> _Aim of the task_: Give every line of the rows below as a Markdown table with the columns No. and Line, numbering the lines in order and leaving out blank lines. Keep the pictures out of your answer.

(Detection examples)
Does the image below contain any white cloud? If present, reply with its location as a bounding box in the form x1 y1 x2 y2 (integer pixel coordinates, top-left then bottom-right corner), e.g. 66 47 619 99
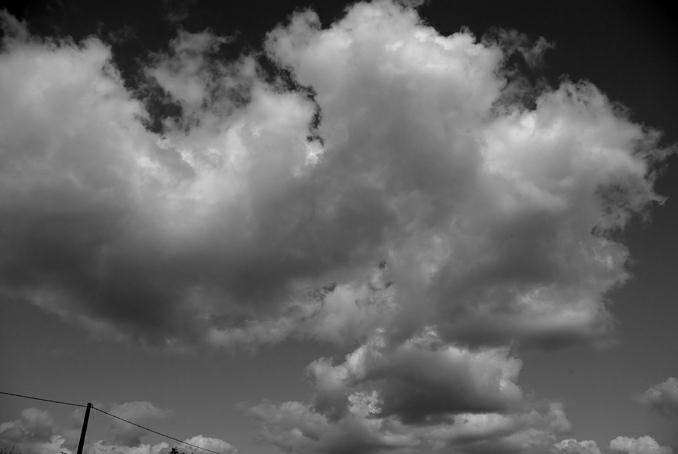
552 438 600 454
0 410 238 454
637 377 678 418
610 436 673 454
0 1 661 348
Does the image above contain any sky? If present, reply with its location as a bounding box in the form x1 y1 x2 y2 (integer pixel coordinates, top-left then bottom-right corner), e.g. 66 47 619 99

> _Exercise answer_:
| No. | Line |
|---|---|
| 1 | Does the image below contain any white cloud? If present, reply with its location as a bounding box in the form x1 y1 x2 y2 (integer pixel coordinates, top-left then bottom-right corner), e.g. 66 47 619 99 |
| 2 | 552 438 600 454 |
| 3 | 0 410 238 454 |
| 4 | 637 377 678 418 |
| 5 | 610 436 673 454 |
| 6 | 0 1 661 348 |
| 7 | Does the image above contain any sky? If present, reply with its location as a bounding box in the form x1 y1 x2 y2 (integer pixel coordinates, top-left then bottom-right corner), e.g. 66 47 619 99 |